Ollama supports a wide range of models. Start with a lightweight one:

ollama run qwen:0.5b

For multimodal models:

ollama run llava:13b

C. Install Open WebUI

Open WebUI offers a ChatGPT-like interface for Ollama. Install it via Docker:

docker run -d -p 3000:8080 --add-host=host.docker.internal:host-gateway -v open-webui:/app/backend/data --name open-webui --restart always ghcr.io/open-webui/open-webui:main

Access the interface at http://localhost:3000 and set up an admin account.

Installed

command

Sharing Ollama API Online: Detailed Steps

  1. Start Ollama Locally

    By default, Ollama runs on port 11434. Launch the server:

     ollama serve
    
  2. Create a Public URL with Pinggy

    Run this SSH command to tunnel the Ollama API:

     ssh -p 443 -R0:localhost:11434 -t qr@a.pinggy.io "u:Host:localhost:11434"
    

    After executing, you will receive a URL such as https://abc123.pinggy.link.

-=-=-

Your assignment: Write the next part of the guide to running Ollama and sharing its API online, picking up after its last sentence. The rows come from a separate source and have no connection to the guide above.

-=-=-

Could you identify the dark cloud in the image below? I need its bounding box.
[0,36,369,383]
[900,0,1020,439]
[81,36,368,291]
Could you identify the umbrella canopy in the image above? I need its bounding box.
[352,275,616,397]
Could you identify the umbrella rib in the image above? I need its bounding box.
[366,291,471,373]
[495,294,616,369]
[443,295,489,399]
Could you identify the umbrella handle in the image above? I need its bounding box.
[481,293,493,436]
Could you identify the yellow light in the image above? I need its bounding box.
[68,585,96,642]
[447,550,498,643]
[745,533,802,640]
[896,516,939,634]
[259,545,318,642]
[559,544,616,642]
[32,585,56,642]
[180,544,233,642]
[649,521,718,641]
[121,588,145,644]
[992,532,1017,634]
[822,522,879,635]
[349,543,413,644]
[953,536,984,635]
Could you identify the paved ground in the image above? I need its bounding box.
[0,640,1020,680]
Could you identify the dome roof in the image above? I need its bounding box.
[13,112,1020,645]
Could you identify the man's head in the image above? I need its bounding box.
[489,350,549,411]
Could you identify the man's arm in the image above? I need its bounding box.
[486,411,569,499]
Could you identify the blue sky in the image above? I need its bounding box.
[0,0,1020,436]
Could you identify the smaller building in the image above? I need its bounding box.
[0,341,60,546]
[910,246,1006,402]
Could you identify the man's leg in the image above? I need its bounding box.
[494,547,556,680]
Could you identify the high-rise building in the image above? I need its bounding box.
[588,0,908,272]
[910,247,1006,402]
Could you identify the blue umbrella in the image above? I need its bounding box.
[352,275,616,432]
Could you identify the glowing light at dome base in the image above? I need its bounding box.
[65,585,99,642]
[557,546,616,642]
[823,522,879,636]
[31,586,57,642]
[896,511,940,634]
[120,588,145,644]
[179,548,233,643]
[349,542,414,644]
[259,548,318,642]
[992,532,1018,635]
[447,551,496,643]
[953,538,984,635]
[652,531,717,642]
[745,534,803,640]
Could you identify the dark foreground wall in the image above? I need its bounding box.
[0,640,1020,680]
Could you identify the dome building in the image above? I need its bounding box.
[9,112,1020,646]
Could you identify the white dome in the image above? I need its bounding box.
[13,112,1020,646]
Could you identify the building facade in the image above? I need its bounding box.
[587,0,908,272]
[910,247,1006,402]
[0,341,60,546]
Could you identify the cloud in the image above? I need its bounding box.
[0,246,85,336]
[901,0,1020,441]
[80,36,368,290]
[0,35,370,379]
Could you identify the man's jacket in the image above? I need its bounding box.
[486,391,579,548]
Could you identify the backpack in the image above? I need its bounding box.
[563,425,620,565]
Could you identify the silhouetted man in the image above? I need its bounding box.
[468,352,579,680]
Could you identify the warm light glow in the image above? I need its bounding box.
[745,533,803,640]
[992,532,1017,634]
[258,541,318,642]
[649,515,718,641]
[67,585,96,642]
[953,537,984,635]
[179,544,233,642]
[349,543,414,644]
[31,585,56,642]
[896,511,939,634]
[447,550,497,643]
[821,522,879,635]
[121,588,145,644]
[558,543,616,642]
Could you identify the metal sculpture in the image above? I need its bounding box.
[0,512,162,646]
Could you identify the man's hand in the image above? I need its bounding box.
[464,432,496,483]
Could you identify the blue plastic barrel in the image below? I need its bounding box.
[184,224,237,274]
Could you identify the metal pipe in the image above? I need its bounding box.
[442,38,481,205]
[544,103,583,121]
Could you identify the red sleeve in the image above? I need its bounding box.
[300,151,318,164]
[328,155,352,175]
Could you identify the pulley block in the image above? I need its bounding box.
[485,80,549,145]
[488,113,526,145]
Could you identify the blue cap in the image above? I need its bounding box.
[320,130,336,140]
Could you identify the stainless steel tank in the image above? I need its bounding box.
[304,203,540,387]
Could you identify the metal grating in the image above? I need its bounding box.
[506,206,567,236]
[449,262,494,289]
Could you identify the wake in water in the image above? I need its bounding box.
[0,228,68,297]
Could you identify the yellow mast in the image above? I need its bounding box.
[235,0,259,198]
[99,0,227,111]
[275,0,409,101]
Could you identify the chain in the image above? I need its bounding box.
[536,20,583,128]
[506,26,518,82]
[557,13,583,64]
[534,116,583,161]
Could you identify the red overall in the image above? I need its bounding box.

-=-=-

Final answer:
  3. Verify API Access

    Test the shared API using curl:

     curl https://abc123.pinggy.link/api/tags
    

Alternatively, use a browser to verify access.

Running WebUI

Sharing Open WebUI Online: Step-by-Step

  1. Expose Open WebUI via Pinggy

    To share port 3000, execute:

     ssh -p 443 -R0:localhost:3000 a.pinggy.io
    

    You will receive a unique URL, such as
    https://xyz456.pinggy.link.

  2. Access WebUI Remotely

    1. Open the provided URL in a browser.

    2. Log in using your Open WebUI credentials.

    3. Utilize features such as:

      • Chatting with various models.

      • Uploading documents for Retrieval-Augmented Generation (RAG).

      • Switching between different models.

WebUI

Setp1

Advanced Security and Optimization Tips

  1. Enhance Security

    Add basic authentication to your Pinggy tunnel by appending
    username/password credentials:

     ssh -p 443 -R0:localhost:3000 user:pass@a.pinggy.io
    
  2. Utilize Custom Domains

Upgrade to Pinggy Pro to configure
custom domains:

   ssh -p 443 -R0:localhost:3000 -T yourdomain.com@a.pinggy.io

Real-World Applications for Remote AI Access

Collaborative Development
Facilitate collaborative code reviews and documentation creation by sharing an Ollama instance. Train custom models together using Open WebUI.

Customer-Facing Applications
Enhance customer support with AI-driven chatbots—Automate content creation for blogs and social media.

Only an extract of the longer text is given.